March 04, 2019

Right now, things are hard. I’m laying in my room, heater blasting and my body temperature constantly changing from minute to minute. One second I’m hot and breaking into a sweat, the next moment I’m shivering and still feeling cold while I’m bundled up under the covers. (Must have caught a cold/the flu or something) 

Part of me wishes that I could be at home with my mom and dog eating some homemade chicken noodle soup. The other part of me feels like I’m strong and can buy some medicine, rest it out, and take care of myself. Living abroad can be hard. One second I’m having the time of my life, enjoying new experiences, and the next I just wish that I could give my mom a hug and feel sad that I made a decision that includes being away from her and my family. 

In one sense, I’m in a happy point in my life, living my dream you could say. I have a roof over my head in Tokyo, I have food, and have friends that I could reach out to if I really needed something. I have more time to focus on my YouTube channel and I am constantly inspired every single day. It’s not something that I want to give up. But on the other hand, life in California, is — in some ways, way less stressful. I don’t have to pay rent if I live at home. I can understand everything doctors/anyone is saying and feel comfortable because of the familiarity… at the same time, though California / Los Angeles itself is comfortable, my home life there was not.

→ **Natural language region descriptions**
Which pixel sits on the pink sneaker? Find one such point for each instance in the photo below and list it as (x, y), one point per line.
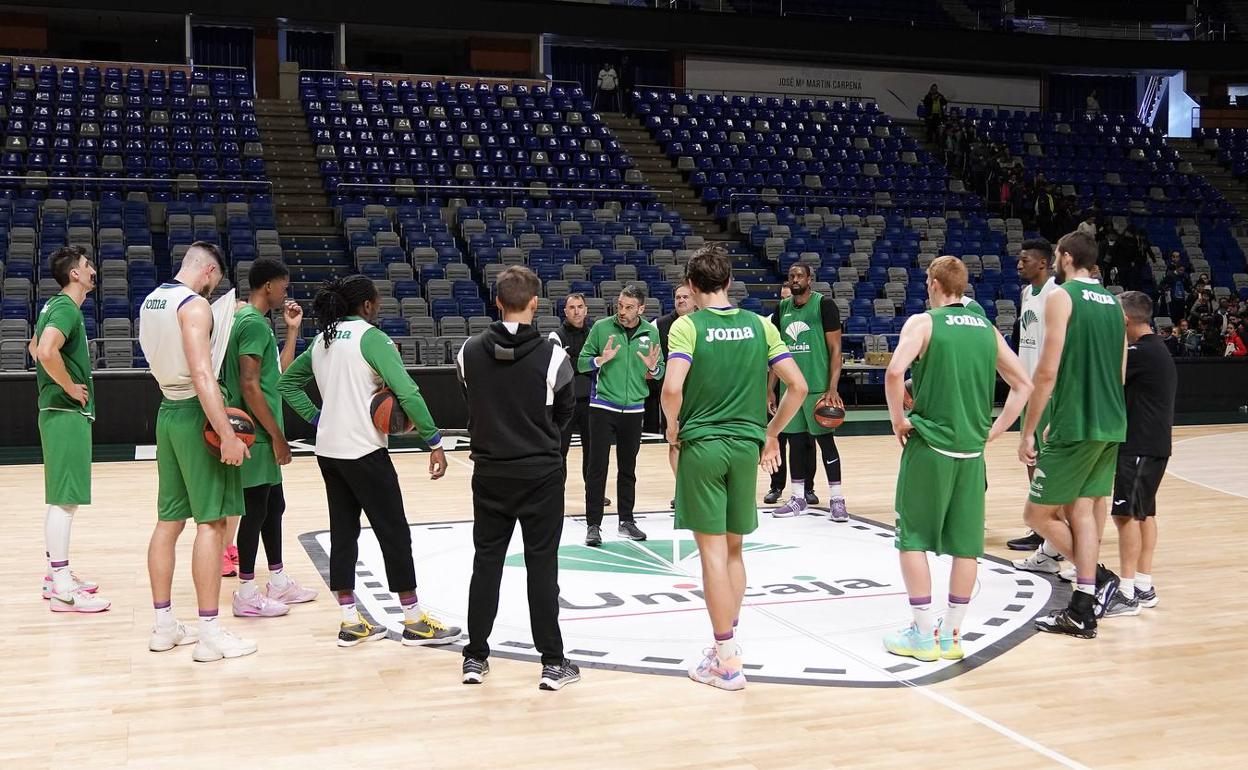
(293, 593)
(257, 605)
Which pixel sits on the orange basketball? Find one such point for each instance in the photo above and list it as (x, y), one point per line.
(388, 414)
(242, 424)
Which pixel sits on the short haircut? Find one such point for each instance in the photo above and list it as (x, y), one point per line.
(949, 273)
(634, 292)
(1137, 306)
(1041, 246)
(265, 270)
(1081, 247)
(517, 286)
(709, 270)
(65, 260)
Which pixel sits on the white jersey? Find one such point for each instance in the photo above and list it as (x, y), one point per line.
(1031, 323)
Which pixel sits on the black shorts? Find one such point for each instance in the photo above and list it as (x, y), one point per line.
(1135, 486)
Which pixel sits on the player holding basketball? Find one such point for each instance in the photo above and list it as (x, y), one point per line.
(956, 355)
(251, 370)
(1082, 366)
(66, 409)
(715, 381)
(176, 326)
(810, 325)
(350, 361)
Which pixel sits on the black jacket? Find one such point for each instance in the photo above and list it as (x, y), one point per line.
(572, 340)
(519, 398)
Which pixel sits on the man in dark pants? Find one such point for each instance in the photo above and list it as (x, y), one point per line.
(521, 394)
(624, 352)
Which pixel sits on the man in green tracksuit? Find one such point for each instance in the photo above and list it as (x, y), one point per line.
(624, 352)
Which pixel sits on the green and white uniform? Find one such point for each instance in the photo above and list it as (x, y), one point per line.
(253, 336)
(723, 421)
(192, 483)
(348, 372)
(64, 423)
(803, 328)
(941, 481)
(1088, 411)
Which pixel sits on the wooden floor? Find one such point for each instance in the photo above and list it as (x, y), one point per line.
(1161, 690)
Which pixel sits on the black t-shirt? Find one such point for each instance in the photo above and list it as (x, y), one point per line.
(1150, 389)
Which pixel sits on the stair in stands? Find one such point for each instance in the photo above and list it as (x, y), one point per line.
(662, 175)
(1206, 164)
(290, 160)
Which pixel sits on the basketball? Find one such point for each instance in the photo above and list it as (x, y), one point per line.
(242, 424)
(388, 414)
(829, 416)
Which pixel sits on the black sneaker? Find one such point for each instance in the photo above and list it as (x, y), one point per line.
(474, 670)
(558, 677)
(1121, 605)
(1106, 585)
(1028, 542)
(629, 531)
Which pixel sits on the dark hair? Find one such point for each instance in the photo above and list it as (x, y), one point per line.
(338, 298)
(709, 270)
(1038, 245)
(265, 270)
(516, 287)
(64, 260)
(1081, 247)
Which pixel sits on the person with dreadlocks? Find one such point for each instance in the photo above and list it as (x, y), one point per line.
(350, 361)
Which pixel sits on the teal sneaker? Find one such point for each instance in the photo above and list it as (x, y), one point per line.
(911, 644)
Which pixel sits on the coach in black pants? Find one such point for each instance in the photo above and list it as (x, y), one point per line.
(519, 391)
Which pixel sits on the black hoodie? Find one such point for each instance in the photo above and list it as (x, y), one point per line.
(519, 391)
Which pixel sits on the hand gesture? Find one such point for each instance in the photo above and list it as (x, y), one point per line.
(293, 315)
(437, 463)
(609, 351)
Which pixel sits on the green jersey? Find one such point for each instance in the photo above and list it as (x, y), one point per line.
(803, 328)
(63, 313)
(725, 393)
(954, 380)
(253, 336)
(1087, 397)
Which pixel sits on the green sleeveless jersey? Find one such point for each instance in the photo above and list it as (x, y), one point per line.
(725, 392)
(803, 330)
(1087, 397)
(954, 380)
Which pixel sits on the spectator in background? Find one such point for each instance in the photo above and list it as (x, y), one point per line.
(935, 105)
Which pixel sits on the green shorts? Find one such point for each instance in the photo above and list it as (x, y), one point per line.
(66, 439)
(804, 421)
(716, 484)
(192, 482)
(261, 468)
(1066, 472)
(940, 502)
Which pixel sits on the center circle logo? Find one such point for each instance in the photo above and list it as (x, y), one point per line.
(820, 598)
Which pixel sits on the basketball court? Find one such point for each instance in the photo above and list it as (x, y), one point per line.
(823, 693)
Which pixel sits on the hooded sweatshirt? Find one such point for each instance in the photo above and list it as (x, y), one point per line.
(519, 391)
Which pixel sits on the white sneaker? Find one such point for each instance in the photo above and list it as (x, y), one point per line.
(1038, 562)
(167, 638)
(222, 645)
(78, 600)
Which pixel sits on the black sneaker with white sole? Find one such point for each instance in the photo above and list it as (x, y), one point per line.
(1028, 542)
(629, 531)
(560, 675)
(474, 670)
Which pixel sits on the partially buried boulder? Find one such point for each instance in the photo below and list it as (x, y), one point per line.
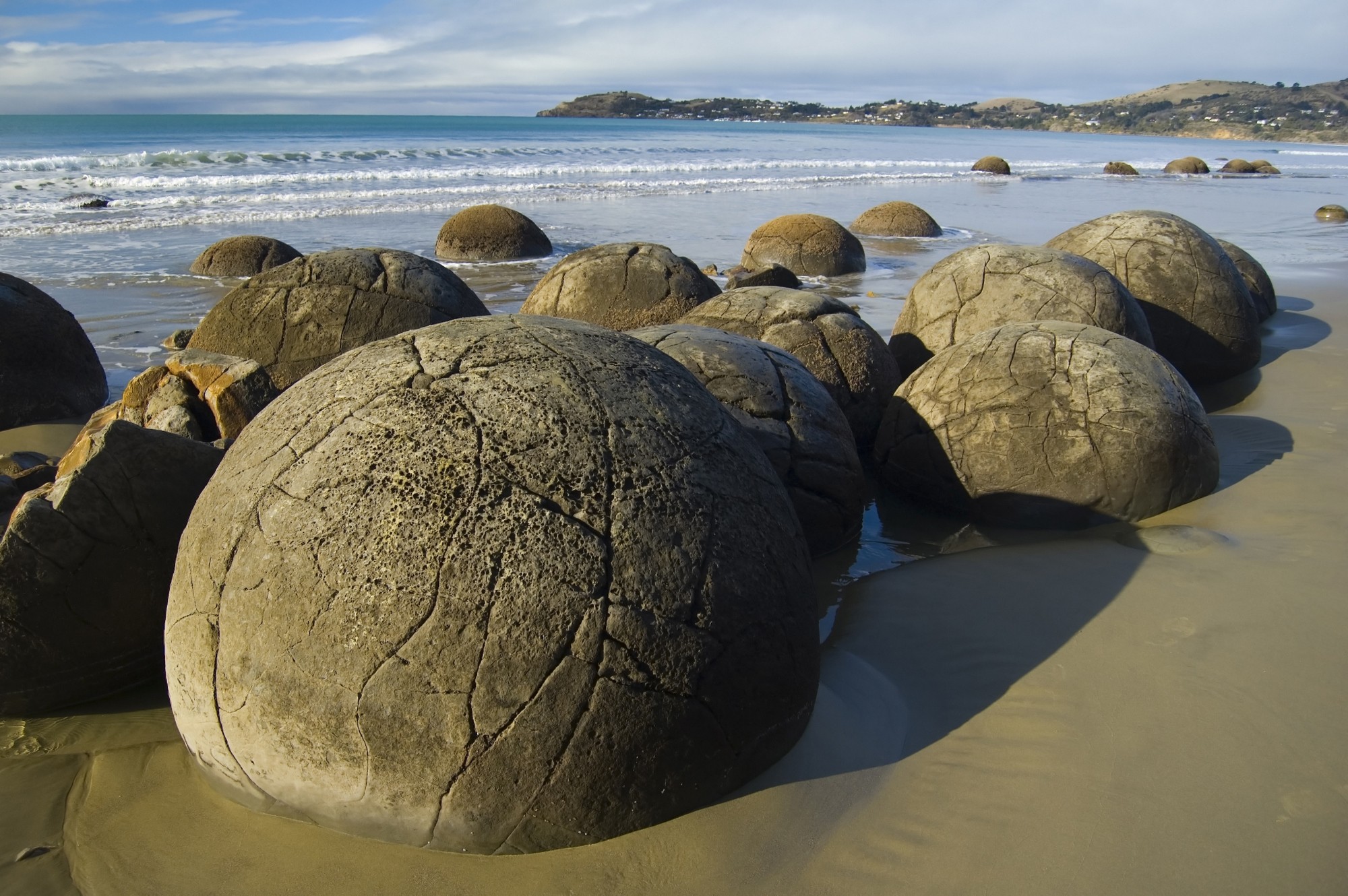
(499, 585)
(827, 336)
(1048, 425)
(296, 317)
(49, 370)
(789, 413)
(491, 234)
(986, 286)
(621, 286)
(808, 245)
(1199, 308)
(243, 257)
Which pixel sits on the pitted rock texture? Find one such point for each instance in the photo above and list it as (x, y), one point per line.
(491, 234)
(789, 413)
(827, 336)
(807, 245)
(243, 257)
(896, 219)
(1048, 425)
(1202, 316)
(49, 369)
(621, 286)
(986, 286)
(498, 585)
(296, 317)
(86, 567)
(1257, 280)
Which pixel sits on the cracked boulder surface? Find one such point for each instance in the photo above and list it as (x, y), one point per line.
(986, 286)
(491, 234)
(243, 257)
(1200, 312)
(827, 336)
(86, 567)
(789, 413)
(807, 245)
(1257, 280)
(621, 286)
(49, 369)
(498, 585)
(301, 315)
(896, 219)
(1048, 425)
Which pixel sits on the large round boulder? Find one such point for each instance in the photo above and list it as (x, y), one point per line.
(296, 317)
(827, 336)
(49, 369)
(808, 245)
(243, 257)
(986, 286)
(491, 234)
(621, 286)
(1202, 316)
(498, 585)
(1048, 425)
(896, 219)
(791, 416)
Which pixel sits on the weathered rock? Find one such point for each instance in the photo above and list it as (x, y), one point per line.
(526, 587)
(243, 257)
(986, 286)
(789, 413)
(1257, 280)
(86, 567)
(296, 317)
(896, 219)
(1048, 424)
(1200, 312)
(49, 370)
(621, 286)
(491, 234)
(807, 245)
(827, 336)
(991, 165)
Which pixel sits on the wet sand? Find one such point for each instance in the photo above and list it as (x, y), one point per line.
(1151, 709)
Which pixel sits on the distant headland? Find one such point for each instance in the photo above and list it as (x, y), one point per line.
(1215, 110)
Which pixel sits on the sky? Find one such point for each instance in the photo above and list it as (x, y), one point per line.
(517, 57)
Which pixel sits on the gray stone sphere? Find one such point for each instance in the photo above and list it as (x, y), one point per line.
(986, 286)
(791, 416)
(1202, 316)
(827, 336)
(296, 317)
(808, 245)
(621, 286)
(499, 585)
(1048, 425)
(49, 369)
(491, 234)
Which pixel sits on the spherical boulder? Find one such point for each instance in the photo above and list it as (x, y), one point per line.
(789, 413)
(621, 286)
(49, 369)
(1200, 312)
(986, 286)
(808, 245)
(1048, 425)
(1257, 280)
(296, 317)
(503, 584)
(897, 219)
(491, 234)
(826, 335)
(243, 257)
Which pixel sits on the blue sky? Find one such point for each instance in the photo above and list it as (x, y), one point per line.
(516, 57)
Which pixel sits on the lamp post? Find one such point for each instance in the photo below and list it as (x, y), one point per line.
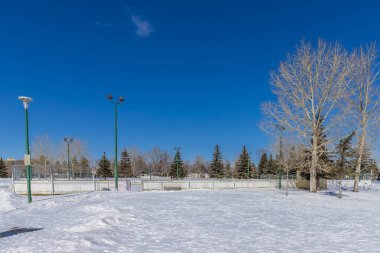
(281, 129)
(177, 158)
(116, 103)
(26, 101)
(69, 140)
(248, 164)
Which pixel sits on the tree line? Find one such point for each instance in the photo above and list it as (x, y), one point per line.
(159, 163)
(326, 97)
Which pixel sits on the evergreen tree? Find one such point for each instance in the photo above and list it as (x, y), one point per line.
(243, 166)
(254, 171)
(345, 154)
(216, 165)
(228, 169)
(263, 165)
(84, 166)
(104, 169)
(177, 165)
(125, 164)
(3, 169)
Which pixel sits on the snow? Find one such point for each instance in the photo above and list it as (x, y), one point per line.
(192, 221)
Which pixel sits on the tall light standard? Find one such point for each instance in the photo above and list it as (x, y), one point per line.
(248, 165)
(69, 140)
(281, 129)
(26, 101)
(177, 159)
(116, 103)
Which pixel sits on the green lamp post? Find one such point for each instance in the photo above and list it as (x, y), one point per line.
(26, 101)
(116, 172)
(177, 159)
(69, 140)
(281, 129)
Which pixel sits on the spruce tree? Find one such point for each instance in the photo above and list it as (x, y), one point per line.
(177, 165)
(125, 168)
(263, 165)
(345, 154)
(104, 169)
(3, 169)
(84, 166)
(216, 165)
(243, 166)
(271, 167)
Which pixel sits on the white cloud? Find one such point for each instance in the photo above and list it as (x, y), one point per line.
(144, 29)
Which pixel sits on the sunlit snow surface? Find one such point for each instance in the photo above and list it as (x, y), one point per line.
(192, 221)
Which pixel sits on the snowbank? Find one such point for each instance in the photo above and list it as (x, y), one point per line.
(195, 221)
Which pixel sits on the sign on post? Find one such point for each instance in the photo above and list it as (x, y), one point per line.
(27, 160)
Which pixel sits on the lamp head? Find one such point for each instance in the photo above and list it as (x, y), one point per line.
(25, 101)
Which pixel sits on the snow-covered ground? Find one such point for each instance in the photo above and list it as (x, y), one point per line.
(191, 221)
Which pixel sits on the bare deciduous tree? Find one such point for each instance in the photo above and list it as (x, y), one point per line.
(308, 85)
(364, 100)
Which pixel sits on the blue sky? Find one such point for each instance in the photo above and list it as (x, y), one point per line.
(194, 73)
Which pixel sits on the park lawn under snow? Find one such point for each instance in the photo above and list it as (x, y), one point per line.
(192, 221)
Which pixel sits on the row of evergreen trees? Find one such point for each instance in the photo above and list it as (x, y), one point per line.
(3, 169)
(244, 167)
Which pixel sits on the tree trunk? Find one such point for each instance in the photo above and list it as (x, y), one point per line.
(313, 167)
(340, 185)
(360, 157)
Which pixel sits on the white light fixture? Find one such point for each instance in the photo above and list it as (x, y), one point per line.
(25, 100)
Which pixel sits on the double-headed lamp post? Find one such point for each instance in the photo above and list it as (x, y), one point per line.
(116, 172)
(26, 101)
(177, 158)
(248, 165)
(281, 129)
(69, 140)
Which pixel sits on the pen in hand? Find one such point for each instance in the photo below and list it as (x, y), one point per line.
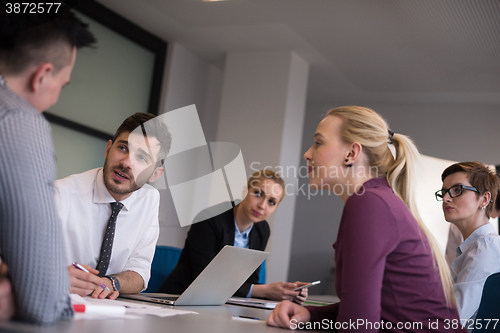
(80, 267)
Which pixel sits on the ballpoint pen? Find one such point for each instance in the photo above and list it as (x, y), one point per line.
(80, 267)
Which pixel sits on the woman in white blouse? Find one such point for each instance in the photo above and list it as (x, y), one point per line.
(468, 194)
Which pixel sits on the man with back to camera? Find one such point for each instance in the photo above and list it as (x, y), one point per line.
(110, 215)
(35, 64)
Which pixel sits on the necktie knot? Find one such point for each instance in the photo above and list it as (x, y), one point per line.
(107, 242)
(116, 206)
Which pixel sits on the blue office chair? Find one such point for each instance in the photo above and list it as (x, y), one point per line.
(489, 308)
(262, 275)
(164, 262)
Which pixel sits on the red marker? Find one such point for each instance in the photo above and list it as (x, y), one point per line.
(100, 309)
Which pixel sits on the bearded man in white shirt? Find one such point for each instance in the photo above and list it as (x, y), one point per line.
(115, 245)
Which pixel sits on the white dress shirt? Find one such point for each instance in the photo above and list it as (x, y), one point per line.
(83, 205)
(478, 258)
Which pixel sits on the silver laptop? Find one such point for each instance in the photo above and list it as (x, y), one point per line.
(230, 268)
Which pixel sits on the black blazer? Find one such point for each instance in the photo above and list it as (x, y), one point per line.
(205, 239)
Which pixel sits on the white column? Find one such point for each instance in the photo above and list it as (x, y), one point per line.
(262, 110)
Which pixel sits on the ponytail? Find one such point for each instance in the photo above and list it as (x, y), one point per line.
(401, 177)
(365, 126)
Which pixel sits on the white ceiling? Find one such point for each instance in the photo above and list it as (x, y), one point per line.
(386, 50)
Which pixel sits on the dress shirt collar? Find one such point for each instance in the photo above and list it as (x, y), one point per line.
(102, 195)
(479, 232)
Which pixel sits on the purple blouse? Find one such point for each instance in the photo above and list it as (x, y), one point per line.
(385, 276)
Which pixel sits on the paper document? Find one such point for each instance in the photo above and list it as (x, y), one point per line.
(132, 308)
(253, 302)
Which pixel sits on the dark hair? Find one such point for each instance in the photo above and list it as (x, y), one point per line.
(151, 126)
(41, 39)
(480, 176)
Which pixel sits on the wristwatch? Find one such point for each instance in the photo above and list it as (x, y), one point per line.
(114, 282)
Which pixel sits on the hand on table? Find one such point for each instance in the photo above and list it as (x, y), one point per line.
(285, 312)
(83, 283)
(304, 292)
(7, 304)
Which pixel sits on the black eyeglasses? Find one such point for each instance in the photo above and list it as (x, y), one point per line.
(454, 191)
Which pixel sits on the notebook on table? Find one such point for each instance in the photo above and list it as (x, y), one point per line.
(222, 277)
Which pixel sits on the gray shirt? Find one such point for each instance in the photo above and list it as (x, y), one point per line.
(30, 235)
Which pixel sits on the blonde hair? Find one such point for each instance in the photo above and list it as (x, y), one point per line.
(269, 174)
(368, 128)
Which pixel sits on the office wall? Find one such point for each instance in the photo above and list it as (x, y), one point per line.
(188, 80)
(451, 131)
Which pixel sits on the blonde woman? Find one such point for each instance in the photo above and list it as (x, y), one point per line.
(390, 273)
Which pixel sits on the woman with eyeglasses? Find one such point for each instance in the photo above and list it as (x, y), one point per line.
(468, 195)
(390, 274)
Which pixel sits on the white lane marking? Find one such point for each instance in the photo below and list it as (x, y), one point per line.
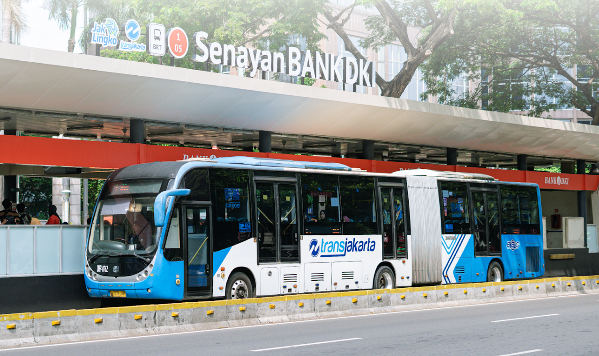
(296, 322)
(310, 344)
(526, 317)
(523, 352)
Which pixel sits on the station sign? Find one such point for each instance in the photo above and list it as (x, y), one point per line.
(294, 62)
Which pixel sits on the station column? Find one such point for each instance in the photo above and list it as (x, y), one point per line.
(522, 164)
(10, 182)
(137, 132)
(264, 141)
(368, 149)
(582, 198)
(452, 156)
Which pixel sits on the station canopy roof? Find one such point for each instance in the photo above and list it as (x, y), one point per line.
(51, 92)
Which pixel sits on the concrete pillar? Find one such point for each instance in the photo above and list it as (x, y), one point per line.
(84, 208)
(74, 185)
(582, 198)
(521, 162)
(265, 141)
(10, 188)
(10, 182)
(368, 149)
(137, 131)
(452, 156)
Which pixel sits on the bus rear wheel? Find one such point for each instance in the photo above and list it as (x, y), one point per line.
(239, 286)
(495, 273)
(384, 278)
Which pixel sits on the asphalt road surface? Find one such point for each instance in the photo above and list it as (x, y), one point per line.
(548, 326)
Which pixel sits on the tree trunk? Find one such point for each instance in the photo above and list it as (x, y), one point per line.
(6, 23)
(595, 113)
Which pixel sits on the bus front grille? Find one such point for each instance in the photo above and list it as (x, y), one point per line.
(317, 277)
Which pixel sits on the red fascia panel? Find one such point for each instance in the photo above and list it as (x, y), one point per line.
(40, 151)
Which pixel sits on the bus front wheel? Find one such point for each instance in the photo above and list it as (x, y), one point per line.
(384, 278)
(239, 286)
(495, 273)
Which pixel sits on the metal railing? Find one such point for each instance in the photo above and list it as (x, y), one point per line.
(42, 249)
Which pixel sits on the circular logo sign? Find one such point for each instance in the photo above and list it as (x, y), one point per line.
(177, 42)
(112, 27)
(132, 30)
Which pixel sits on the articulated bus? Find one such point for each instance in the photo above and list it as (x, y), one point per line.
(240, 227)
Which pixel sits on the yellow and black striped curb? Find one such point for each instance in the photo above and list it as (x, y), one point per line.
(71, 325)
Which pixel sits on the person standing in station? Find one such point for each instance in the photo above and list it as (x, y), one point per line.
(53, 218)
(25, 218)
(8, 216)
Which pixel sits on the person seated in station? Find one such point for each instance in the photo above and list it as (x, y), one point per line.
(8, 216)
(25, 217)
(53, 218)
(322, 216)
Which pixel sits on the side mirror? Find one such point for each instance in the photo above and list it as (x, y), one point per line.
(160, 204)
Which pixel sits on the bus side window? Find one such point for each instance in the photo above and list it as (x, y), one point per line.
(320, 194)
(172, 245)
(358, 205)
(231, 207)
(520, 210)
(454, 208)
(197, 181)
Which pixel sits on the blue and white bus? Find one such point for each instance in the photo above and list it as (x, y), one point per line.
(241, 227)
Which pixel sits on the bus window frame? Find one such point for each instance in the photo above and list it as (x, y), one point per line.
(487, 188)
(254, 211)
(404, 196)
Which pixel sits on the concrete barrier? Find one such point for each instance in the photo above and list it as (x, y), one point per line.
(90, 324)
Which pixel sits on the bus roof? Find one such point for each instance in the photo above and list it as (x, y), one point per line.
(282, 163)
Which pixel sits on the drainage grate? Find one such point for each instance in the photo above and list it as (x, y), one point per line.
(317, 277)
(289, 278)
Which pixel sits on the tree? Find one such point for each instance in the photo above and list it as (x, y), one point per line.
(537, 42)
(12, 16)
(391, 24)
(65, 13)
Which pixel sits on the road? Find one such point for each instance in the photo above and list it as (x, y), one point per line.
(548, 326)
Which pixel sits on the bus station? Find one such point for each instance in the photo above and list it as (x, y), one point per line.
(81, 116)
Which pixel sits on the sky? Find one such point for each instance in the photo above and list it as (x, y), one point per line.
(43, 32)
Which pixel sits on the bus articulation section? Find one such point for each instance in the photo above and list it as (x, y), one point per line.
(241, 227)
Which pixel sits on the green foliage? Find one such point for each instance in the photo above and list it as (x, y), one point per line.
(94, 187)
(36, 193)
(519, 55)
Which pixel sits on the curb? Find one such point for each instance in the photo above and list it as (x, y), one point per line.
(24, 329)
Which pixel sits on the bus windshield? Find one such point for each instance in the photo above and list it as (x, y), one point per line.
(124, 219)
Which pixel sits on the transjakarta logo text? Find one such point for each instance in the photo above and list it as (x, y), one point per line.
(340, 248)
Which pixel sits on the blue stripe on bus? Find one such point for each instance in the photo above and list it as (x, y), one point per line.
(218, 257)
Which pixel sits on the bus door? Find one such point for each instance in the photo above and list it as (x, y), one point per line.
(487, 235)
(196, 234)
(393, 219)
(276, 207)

→ **Requirement 1**
According to the post about being sick in Tokyo, what food does the writer wish they could be eating at home?
→ **Requirement 2**
Return everything in the post about being sick in Tokyo from "Right now, things" down to "and my family.", copied word for word.

→ **Answer box 1**
Homemade chicken noodle soup.

→ **Answer box 2**
Right now, things are hard. I’m laying in my room, heater blasting and my body temperature constantly changing from minute to minute. One second I’m hot and breaking into a sweat, the next moment I’m shivering and still feeling cold while I’m bundled up under the covers. (Must have caught a cold/the flu or something) 

Part of me wishes that I could be at home with my mom and dog eating some homemade chicken noodle soup. The other part of me feels like I’m strong and can buy some medicine, rest it out, and take care of myself. Living abroad can be hard. One second I’m having the time of my life, enjoying new experiences, and the next I just wish that I could give my mom a hug and feel sad that I made a decision that includes being away from her and my family.